(TASK DETAILS) How many lines in the material below contain the string "goal"? Reply with the number alone.

%%

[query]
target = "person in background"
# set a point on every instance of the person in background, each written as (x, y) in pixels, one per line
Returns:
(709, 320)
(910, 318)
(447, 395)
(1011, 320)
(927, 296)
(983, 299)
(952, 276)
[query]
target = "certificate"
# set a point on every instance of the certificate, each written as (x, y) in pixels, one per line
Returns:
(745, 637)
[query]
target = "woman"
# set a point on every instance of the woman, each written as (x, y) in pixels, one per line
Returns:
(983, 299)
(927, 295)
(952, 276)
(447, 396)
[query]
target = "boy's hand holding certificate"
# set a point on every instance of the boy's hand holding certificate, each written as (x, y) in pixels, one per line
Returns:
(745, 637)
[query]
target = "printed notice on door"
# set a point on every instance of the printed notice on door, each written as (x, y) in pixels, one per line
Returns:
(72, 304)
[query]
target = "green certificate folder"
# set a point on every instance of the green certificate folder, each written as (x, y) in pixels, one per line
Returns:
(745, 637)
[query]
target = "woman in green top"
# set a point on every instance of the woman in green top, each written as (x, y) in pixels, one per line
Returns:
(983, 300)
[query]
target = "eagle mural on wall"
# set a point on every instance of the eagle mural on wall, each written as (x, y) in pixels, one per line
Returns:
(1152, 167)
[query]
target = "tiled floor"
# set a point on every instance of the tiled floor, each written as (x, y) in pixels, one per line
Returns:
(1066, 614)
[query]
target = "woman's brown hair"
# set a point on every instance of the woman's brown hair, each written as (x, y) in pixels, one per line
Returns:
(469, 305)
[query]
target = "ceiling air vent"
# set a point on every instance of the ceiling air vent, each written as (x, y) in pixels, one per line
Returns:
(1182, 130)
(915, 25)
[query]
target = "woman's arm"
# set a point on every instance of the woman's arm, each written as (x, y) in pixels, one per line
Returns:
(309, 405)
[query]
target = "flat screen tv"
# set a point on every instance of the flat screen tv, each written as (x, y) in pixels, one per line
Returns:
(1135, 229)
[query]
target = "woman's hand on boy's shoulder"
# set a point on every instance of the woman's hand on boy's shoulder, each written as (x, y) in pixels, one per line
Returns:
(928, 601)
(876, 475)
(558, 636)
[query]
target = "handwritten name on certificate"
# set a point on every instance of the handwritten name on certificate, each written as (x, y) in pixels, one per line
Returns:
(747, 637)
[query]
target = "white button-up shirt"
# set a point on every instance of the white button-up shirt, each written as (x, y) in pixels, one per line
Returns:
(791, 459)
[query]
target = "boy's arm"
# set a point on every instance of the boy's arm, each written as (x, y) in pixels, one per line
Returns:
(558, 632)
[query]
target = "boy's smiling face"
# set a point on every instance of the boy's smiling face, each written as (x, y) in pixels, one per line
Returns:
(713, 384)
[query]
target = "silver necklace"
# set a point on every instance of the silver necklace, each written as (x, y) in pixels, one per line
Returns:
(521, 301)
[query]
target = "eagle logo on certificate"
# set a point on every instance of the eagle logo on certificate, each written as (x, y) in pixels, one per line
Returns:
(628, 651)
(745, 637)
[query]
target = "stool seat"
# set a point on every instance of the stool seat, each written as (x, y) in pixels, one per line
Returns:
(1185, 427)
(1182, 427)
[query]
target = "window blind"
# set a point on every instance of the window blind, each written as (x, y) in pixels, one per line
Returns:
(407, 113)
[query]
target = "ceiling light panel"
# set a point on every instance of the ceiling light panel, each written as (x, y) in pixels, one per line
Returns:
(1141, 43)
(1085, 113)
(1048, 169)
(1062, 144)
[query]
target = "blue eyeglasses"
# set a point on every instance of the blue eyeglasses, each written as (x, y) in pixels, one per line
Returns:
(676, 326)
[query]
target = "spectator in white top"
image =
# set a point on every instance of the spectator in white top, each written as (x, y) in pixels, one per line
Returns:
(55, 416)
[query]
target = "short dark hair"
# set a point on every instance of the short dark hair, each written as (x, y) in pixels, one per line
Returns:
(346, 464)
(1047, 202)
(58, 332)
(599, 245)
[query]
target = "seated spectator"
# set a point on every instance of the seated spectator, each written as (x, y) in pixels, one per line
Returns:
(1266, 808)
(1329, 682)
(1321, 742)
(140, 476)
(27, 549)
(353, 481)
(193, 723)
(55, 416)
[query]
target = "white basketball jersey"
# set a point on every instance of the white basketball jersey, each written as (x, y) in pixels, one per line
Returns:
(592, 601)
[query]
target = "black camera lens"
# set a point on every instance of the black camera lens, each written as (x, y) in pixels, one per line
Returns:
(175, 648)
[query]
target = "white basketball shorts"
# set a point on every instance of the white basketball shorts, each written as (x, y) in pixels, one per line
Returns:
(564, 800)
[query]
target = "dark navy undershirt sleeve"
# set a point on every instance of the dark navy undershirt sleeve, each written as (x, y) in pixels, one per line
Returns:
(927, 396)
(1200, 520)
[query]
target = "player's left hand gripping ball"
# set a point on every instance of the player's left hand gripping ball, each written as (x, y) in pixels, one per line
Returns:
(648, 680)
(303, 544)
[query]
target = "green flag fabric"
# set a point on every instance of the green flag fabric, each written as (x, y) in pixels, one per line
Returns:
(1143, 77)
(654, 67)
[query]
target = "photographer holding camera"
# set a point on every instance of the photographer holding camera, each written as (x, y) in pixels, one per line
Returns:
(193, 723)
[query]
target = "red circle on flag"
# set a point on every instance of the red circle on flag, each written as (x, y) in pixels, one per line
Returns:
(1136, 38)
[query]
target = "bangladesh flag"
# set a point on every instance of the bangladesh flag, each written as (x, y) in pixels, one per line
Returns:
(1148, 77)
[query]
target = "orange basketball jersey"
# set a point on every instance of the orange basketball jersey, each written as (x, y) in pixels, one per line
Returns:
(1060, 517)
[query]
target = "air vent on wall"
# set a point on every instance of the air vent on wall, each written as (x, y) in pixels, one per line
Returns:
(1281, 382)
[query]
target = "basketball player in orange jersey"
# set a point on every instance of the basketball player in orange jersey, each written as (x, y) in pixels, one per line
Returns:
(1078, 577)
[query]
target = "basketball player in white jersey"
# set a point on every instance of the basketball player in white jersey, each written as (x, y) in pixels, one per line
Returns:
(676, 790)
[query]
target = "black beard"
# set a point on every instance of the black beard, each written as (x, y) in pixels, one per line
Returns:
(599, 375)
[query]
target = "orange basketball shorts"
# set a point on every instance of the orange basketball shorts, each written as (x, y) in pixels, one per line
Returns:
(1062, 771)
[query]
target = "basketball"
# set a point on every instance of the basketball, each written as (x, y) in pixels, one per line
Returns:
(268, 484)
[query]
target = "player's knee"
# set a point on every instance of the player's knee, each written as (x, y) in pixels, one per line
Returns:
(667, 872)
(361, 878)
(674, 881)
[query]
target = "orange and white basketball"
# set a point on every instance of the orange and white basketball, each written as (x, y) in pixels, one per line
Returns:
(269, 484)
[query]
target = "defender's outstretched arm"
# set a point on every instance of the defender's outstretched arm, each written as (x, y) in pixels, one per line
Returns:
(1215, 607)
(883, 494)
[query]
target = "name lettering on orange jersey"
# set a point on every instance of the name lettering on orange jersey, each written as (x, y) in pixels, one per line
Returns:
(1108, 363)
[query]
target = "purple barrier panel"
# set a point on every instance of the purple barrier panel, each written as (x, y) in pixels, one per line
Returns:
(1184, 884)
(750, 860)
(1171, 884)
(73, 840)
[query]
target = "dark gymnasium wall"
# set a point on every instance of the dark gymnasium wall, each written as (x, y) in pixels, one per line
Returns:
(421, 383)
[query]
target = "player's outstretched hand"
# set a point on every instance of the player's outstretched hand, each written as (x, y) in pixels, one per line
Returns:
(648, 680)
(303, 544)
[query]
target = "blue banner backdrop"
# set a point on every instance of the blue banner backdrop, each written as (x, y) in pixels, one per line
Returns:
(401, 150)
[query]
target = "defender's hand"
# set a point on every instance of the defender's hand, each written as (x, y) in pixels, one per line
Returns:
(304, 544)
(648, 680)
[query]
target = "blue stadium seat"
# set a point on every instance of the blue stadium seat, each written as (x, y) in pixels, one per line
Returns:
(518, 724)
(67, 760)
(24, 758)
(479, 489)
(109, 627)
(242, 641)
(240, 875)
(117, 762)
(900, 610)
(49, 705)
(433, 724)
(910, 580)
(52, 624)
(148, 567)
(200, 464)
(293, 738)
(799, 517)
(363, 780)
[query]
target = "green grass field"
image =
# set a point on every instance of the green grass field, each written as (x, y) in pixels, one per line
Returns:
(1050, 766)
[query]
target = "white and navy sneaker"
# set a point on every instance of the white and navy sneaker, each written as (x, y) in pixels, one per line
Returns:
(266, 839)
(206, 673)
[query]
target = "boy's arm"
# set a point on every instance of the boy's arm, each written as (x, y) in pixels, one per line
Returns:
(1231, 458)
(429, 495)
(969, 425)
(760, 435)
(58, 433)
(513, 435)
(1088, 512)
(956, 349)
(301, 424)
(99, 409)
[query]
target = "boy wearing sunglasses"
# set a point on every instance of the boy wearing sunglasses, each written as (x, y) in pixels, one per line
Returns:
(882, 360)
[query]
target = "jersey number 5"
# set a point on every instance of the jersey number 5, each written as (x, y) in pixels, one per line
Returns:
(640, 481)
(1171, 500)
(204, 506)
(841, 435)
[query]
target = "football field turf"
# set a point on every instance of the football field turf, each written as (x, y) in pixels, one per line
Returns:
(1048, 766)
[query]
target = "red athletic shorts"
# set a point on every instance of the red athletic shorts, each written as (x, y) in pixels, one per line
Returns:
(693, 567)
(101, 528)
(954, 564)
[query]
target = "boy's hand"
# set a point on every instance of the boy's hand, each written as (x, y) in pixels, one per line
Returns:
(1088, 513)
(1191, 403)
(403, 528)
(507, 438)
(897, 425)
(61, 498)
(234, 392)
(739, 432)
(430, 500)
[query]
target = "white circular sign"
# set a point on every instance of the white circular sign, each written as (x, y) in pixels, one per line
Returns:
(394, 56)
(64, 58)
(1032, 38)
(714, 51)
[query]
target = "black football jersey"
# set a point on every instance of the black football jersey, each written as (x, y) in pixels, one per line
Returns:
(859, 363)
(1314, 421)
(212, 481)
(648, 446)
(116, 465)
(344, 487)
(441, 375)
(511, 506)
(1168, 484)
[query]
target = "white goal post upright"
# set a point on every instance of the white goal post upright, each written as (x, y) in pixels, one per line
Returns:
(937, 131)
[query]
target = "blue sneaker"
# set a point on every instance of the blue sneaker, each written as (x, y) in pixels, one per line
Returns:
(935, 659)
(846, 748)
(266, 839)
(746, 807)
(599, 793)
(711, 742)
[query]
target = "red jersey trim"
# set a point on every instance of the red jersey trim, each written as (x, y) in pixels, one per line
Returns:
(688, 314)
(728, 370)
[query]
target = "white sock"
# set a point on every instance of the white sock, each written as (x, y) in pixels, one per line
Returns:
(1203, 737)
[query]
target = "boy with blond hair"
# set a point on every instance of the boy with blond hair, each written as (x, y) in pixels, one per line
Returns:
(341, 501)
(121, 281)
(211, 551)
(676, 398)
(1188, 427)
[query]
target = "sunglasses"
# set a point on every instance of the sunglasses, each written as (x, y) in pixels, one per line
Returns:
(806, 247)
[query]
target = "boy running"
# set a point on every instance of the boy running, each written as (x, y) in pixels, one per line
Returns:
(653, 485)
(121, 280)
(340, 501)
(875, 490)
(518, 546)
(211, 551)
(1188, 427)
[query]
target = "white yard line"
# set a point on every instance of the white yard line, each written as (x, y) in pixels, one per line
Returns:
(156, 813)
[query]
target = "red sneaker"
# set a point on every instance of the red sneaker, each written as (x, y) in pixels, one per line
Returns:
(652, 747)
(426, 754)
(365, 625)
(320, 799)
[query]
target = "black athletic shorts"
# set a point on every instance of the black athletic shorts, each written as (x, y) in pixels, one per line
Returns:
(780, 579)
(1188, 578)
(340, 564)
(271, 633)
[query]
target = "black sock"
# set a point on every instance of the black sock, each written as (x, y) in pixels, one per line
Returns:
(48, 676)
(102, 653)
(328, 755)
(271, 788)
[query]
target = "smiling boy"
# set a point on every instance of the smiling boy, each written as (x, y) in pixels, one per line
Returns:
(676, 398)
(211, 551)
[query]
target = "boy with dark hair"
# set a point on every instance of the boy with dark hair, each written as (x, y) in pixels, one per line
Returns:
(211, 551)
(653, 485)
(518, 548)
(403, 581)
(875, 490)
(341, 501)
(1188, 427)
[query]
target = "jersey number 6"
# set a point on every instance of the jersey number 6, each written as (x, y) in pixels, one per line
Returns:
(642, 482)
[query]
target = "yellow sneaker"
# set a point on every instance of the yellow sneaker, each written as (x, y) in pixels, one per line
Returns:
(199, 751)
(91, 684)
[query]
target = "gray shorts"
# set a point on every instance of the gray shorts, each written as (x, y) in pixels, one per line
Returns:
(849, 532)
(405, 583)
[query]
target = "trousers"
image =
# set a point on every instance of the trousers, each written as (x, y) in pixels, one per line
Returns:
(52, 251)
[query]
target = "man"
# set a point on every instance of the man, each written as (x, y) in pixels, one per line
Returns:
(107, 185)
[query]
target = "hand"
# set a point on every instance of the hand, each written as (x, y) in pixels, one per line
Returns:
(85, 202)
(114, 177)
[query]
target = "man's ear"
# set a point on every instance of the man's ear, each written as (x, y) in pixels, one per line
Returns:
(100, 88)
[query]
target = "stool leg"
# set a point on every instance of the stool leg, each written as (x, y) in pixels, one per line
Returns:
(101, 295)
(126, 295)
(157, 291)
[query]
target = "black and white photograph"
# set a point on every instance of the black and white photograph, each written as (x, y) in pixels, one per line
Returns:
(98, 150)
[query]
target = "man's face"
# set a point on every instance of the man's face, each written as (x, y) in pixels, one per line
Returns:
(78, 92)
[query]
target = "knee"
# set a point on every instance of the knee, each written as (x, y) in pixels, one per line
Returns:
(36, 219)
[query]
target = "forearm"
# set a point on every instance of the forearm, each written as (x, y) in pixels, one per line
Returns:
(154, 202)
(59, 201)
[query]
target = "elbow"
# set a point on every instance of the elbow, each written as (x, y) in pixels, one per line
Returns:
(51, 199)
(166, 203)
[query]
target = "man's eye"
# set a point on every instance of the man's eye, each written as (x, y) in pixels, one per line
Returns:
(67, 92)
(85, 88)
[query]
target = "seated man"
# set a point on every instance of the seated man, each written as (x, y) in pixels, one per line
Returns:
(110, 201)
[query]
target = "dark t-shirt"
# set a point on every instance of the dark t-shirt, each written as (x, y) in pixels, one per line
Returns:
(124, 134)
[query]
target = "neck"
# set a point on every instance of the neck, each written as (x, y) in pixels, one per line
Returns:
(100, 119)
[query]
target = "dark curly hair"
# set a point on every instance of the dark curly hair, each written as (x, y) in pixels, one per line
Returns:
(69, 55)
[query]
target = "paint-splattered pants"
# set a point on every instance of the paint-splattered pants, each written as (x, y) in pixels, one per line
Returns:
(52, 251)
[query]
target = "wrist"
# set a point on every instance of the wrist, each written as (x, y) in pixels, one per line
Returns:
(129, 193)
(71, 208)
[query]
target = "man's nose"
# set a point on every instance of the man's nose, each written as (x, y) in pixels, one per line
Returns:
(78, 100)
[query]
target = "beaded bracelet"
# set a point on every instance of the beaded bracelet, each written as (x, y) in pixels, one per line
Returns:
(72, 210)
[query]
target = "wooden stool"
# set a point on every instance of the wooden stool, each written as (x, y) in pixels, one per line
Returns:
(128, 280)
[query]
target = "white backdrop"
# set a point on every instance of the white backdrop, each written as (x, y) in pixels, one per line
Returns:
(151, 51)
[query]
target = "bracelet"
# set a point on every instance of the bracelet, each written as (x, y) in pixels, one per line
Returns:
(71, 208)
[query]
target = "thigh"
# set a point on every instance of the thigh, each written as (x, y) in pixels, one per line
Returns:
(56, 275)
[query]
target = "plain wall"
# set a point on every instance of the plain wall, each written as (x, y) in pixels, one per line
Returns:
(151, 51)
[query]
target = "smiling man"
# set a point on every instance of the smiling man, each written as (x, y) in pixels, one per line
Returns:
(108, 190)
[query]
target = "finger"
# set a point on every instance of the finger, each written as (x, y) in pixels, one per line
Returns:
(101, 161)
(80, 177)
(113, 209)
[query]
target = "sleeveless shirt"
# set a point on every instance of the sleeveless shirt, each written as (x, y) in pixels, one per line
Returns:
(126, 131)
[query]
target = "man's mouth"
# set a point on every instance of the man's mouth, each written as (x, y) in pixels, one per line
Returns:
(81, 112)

%%

(REPLY TO THE EXERCISE) 2